■ Prompt: Every line that appears in the listing is to be set down verbatim.
----------
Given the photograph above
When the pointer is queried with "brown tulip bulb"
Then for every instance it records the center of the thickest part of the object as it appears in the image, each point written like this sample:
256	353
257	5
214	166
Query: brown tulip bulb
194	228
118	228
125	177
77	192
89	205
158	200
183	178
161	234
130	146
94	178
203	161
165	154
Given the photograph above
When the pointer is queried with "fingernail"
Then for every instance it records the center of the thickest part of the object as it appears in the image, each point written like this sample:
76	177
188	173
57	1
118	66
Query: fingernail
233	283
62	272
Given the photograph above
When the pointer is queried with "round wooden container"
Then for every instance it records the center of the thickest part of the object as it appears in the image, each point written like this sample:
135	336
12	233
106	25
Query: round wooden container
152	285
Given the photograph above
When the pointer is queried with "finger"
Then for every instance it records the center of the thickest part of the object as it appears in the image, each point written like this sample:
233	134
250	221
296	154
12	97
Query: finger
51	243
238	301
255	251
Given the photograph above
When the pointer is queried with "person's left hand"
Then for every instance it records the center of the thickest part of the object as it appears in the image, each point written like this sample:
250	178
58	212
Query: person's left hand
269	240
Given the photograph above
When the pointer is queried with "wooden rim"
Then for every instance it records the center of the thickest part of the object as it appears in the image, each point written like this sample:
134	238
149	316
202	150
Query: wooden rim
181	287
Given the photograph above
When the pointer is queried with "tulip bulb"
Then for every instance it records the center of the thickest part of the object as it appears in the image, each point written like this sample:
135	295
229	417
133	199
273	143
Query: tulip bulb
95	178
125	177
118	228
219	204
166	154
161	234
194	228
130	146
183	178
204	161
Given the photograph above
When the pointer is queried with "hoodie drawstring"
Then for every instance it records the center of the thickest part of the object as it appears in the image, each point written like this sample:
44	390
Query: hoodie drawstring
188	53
----------
■ Result:
Given the photograph above
When the pointer is queried with "brown tulip bulb"
Then for every instance it records the center of the thickest part of the object as it appears in the image, each point written like this sample:
256	353
257	5
214	166
Query: brown tulip bulb
194	228
118	228
125	177
77	192
89	205
158	200
183	178
161	234
130	146
94	178
203	161
165	154
Given the photograph above
When the pointer is queried with "fingernail"
Then for every instance it records the center of the thickest part of the object as it appears in the image, each point written like this sample:
76	177
188	173
57	1
118	66
Query: fingernail
233	283
62	272
Given the photograph above
When the pointer is queried with "round wooden container"
Then for every instance it records the center of the thickest part of the object as it appears in the image, each point written like this sample:
135	336
12	233
106	25
Query: round wooden container
152	285
Given the photograph above
When the pointer is queried with "finger"
Then for every instance it records the center of the thickest part of the object as it appears in the image, each point written like this sample:
233	134
250	221
296	154
12	97
Query: finger
51	243
238	301
255	251
Given the photograph above
When the pointer is queried with "person's left hand"
Then for every instance it records the center of the thickest part of the object as it appears in the image, each point written like this sample:
250	178
58	212
Query: person's left hand
269	240
Given the photograph above
When the pointer is queried with "wooden rim"
Then for every instance it records the center of the thickest part of the object as it appears in the image, each point written like this sample:
134	238
149	316
202	150
Query: wooden rim
181	287
Given the photograph above
When the pointer is queried with "tulip bulb"
Then for every instance it records the center of the thickest part of the object as it appears in the image, each point written like this sample:
135	295
229	417
133	199
273	143
Query: tulip bulb
95	178
125	177
118	228
219	204
166	154
161	234
194	228
130	146
183	178
204	161
Given the photograph above
When the pointer is queried with "hoodie drawstring"
Then for every instance it records the center of the thickest part of the object as it appears in the image, each point written like this sample:
44	390
Query: hoodie drawstring
188	53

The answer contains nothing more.